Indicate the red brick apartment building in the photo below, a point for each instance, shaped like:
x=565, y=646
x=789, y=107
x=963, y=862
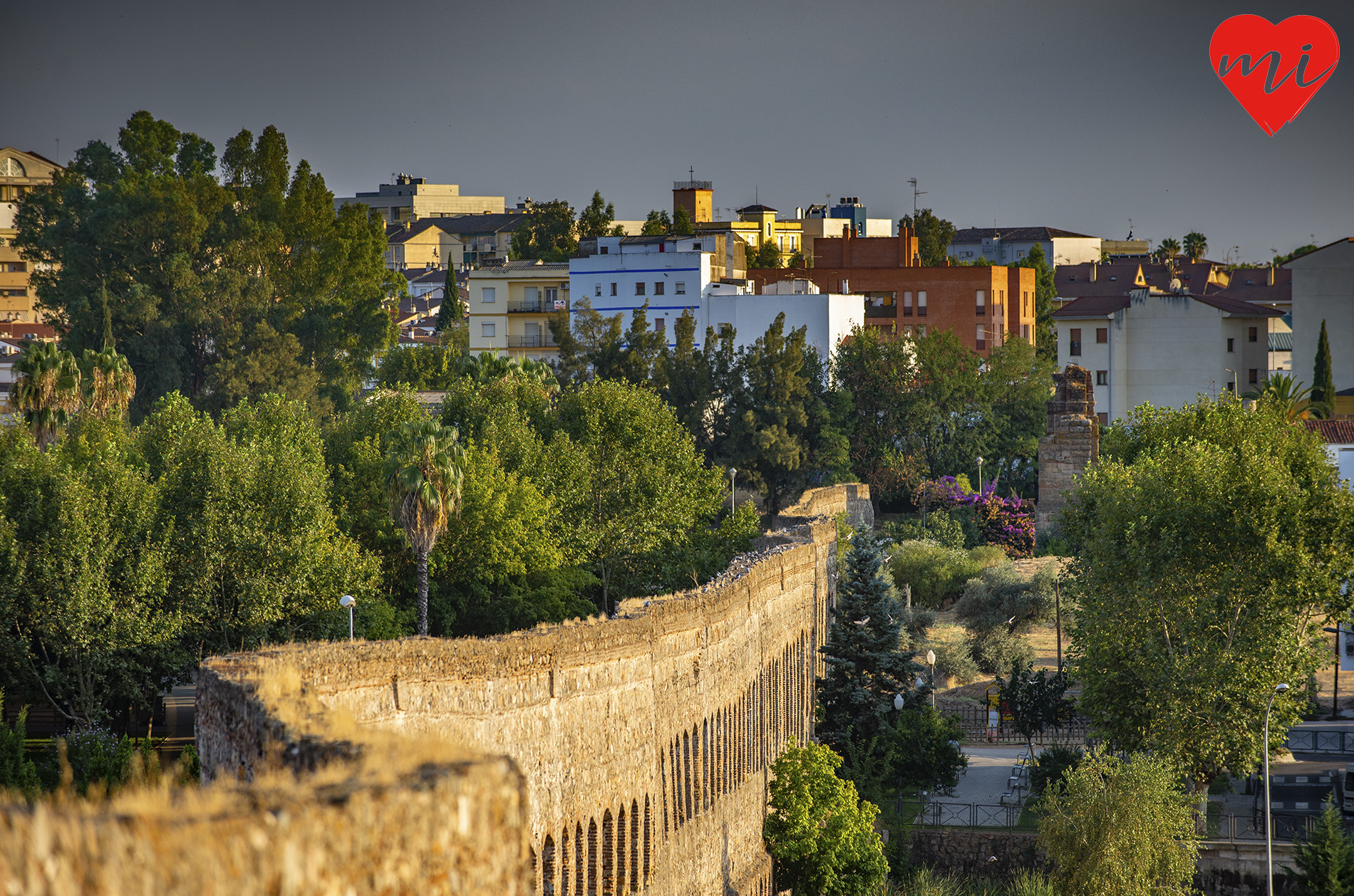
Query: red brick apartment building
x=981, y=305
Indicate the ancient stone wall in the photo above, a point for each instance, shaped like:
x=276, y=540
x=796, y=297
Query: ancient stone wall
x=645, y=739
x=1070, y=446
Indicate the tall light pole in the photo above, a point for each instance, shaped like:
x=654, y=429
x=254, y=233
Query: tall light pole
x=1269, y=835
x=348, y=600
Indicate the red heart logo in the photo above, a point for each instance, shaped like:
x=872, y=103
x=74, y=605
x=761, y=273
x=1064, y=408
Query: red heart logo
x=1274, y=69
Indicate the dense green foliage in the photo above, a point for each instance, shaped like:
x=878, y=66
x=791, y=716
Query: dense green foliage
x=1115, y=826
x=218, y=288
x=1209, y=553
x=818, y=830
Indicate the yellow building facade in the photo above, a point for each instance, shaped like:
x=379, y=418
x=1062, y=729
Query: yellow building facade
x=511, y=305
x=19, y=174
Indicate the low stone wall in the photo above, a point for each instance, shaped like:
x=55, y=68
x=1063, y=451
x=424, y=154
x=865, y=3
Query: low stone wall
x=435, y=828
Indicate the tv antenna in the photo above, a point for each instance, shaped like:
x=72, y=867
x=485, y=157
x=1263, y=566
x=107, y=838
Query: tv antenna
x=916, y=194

DESCRIPTION OF THE TASK =
Without the pictures, print the records in full, exactly as they appear.

OUTPUT BELOW =
Indicate the red brick apartment building in the photo below, a point for each instance, shaped like:
x=565, y=646
x=789, y=107
x=963, y=862
Query: red brick apartment building
x=981, y=305
Indicate the ancient stone wall in the photo above, a point for each instance, shaped like:
x=276, y=540
x=796, y=297
Query: ancient stone wall
x=645, y=739
x=1070, y=446
Indicate the tall light pole in the photo above, a point for each instance, shaped like:
x=654, y=429
x=254, y=233
Query: tall light pole
x=1269, y=835
x=348, y=600
Indicate the red heart logo in the photo above, a point for each instance, shaped like:
x=872, y=103
x=74, y=605
x=761, y=273
x=1064, y=408
Query: red heart logo
x=1274, y=69
Indicate the dense green foliage in the photo above, a point for each instance, shaped like:
x=878, y=66
x=791, y=716
Query: dense green foliage
x=1115, y=826
x=218, y=288
x=1209, y=553
x=818, y=830
Indicate the yellow building facade in the photo above, a point for each instance, shaped like:
x=379, y=418
x=1062, y=729
Query: yellow building facade
x=511, y=305
x=19, y=174
Indicate the low stone wall in the photo above, a point for each instance, shaped like:
x=55, y=68
x=1063, y=451
x=424, y=154
x=865, y=3
Query: low stone wall
x=435, y=828
Indicate the tv antenna in the photo above, a point for each instance, shaped like:
x=72, y=867
x=485, y=157
x=1263, y=566
x=107, y=838
Query: tv antenna
x=916, y=194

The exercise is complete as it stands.